Work to do
Replace "single point" with "one point" everywhere it occurs in the entries below, leaving all other text unchanged. Omit the pictures from your answer.

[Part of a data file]

= = = = = = =

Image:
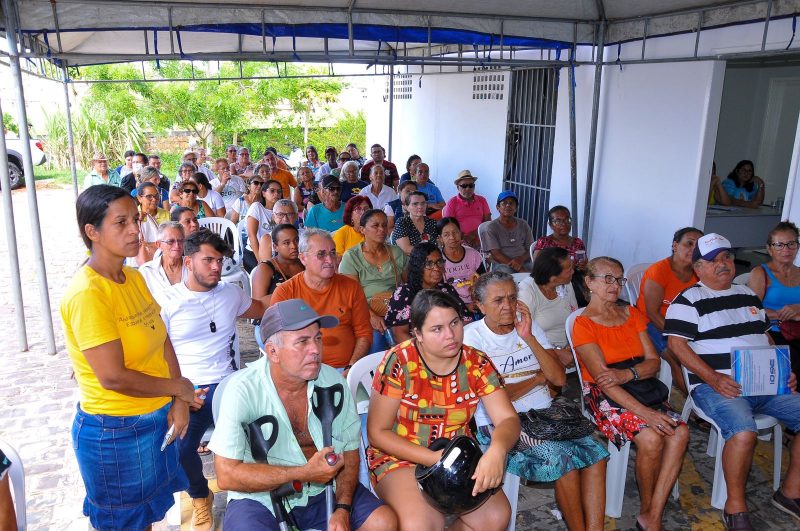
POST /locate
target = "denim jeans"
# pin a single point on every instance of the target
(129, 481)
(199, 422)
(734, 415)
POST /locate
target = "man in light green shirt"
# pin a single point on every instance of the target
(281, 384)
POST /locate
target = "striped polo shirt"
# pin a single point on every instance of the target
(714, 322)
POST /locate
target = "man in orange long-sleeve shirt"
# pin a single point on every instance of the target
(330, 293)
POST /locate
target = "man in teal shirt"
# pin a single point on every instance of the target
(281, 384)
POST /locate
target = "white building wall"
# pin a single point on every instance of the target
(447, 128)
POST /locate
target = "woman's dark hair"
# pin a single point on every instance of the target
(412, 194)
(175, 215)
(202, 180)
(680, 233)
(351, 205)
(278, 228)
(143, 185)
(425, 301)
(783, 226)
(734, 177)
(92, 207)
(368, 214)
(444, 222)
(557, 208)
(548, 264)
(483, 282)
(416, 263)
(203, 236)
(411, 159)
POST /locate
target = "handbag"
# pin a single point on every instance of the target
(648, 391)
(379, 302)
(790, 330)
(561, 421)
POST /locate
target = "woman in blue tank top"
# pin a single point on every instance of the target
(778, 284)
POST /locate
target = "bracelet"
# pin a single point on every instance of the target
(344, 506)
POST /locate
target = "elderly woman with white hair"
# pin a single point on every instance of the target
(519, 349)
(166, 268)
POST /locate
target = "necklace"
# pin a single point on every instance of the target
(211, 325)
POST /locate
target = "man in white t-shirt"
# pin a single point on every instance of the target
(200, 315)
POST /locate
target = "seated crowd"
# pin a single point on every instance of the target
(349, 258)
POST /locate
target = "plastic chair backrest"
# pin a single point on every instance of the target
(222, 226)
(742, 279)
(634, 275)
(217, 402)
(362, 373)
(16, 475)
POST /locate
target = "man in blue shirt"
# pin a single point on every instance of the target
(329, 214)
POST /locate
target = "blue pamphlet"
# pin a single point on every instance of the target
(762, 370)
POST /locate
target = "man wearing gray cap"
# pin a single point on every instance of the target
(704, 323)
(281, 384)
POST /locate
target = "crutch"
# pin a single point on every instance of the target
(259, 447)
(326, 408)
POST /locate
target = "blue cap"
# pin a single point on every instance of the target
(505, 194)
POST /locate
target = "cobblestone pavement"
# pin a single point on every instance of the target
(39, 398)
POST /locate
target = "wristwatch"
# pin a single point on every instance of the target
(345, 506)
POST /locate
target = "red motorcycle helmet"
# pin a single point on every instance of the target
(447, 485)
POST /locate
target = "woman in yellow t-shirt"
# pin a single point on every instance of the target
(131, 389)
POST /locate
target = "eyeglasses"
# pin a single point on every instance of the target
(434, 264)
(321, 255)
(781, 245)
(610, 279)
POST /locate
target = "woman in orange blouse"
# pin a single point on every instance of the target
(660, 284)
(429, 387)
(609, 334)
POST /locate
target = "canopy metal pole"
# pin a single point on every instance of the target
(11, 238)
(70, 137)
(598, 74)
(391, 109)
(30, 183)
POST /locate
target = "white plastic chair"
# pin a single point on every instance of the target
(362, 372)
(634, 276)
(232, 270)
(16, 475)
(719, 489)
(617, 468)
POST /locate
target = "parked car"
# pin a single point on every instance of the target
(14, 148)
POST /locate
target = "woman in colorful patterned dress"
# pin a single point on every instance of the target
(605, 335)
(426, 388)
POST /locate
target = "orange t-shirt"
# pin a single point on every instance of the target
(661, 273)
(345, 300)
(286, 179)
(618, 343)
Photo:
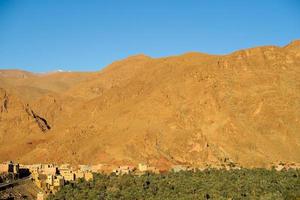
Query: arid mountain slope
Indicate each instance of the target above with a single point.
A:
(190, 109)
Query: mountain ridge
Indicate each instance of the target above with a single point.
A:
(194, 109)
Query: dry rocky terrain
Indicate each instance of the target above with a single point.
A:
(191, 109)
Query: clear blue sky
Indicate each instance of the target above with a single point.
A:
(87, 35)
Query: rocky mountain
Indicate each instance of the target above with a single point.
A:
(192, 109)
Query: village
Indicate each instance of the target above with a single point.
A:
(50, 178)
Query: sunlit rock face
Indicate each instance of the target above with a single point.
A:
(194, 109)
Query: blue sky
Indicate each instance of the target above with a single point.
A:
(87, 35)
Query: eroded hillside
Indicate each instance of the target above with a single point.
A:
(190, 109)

= = = = = = =

Solution for this problem
Image:
POST /locate
target = "denim jeans"
# pin a one point on every instance of the target
(129, 481)
(199, 422)
(734, 415)
POST /locate
target = "man in light green shirt"
# pin a one point on every instance of the target
(281, 384)
POST /locate
target = "striped polo shirt"
# pin a one point on every instance of the target
(714, 322)
POST /locate
target = "man in orange long-sleeve shirt"
# pin a one point on every instance of the target
(330, 293)
POST /locate
target = "man in teal shirt"
# pin a one point on every instance of the target
(281, 384)
POST /locate
target = "white building wall"
# pin a one point on every instance of the target
(447, 128)
POST /locate
target = "woman's dark hair"
# pin a one point on every instance of the target
(412, 194)
(175, 215)
(202, 180)
(680, 233)
(351, 205)
(278, 228)
(143, 185)
(425, 301)
(783, 226)
(734, 177)
(92, 207)
(368, 214)
(444, 222)
(557, 208)
(548, 264)
(483, 282)
(416, 263)
(203, 236)
(411, 159)
POST /locate
target = "handbag"
# pin a one point on every instance of the target
(648, 391)
(379, 302)
(790, 330)
(561, 421)
POST /locate
target = "woman in blue tank top"
# pin a one point on every instance of the target
(778, 284)
POST /locate
target = "bracelet"
# pin a one point on every instance of the target
(344, 506)
POST /locate
target = "elderly woman with white hair"
# pin a one point on every instance of the target
(519, 349)
(166, 268)
POST /locate
target = "necklace"
# pin a one point on every instance of the target
(211, 325)
POST /locate
target = "man in white t-shirt"
# pin a one point on every instance of the target
(200, 315)
POST /locate
target = "seated crowd"
# pin a one point on every instance of the target
(349, 258)
POST /locate
target = "plastic chair backrest"
# pin a one point on every instance of the target
(222, 226)
(742, 279)
(634, 275)
(217, 402)
(362, 373)
(16, 475)
POST /locate
target = "man in blue shirt"
# pin a one point on every instance of the target
(329, 214)
POST /locate
target = "blue pamphlet"
# pin a one point on every instance of the target
(762, 370)
POST /locate
target = "man wearing gray cap"
# pin a one point on every instance of the target
(704, 323)
(281, 384)
POST /locate
target = "crutch"
# pin a one point on every instance of the target
(259, 447)
(326, 408)
POST /locate
target = "blue cap"
# pin a one point on every instance of the target
(505, 194)
POST /locate
target = "cobblestone pavement"
# pin a one point on every instance of the target
(39, 398)
POST /locate
target = "wristwatch"
# pin a one point on every instance of the target
(345, 506)
POST /locate
target = "red motorcycle helmet"
# pin a one point on every instance of the target
(447, 485)
POST /locate
target = "woman in yellow t-shirt"
# pin a one point on every instance of the target
(131, 389)
POST /locate
target = "eyeglasses"
# pin a one point on every instance of the target
(434, 264)
(321, 255)
(781, 245)
(610, 279)
POST /locate
target = "woman in orange blouse"
# pin a one point on every instance of the target
(660, 284)
(429, 387)
(609, 334)
POST /locate
target = "canopy metal pole"
# pin a one point on every instance of the target
(11, 238)
(70, 137)
(598, 74)
(391, 109)
(30, 183)
POST /locate
target = "white plastic chair"
# pin a one point on every instance of the target
(362, 372)
(634, 276)
(232, 270)
(16, 475)
(719, 489)
(617, 468)
POST /locate
target = "parked car"
# pin a one point on every instance of the target
(14, 148)
POST /locate
target = "woman in colorful patterned dress"
# pin a one point on every instance of the target
(605, 335)
(426, 388)
POST /locate
target = "orange t-shirt"
# pin a one point on every instance of the target
(661, 273)
(345, 300)
(286, 179)
(618, 343)
Photo:
Query: arid mountain slope
Indicate each instance of the target above with a one point.
A:
(190, 109)
Query: mountain ridge
Indicate each instance of the target above with a one point.
A:
(194, 109)
Query: dry rocky terrain
Indicate each instance of the target above with a one point.
A:
(191, 109)
Query: clear blue sky
Indicate each instance of the target above with a one point.
A:
(87, 35)
Query: rocky mountain
Indicate each instance of the target above with a one point.
A:
(192, 109)
Query: village
Indicate each instance of the target above with a one point.
A:
(50, 178)
Query: sunlit rock face
Indicate each instance of the target above with a one point.
A:
(194, 109)
Query: blue sky
Indicate each instance of the target above with a one point.
A:
(87, 35)
Query: eroded hillside
Indicate each instance of the target above with a one point.
A:
(190, 109)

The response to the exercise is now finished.